▶ [Instructions for the task] Scale the point coordinates in the answers by 0.2, rounding to whole numbers with halves going up. Write out only the rows between the row holding "Phrase: woman in yellow crop top" and the end of the rows, inclusive, with the phrase rows included and unchanged.

-=-=-

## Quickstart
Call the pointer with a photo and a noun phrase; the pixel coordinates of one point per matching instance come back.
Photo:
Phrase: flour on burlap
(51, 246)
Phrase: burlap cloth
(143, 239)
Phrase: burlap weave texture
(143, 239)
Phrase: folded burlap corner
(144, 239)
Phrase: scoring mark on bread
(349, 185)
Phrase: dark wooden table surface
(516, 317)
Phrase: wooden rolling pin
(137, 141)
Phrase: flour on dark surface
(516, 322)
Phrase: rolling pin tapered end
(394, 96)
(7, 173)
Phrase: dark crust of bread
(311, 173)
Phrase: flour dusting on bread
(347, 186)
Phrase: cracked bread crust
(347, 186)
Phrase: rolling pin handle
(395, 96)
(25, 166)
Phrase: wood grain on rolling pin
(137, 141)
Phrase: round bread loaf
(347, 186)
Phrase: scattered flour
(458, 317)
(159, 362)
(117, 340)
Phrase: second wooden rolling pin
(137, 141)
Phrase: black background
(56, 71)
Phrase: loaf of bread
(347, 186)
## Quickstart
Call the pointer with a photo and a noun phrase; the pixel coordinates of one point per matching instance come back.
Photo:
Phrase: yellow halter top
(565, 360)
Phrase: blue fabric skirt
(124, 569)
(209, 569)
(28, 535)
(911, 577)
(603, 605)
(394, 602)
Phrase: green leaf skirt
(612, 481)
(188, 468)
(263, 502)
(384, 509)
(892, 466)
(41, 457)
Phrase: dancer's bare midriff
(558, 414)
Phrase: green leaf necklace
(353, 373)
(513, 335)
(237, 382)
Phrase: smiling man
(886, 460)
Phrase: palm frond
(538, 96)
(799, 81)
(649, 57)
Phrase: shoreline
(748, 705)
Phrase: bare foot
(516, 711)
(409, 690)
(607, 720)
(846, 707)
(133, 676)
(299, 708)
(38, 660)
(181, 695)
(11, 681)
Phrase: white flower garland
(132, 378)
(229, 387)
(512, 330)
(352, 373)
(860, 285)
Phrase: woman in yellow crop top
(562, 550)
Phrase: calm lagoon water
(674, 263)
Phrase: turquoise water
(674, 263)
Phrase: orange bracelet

-=-=-

▶ [Result for this exercise]
Phrase: woman in yellow crop top
(112, 110)
Phrase: calm lagoon water
(135, 53)
Phrase: turquoise water
(135, 53)
Phrase: orange bracelet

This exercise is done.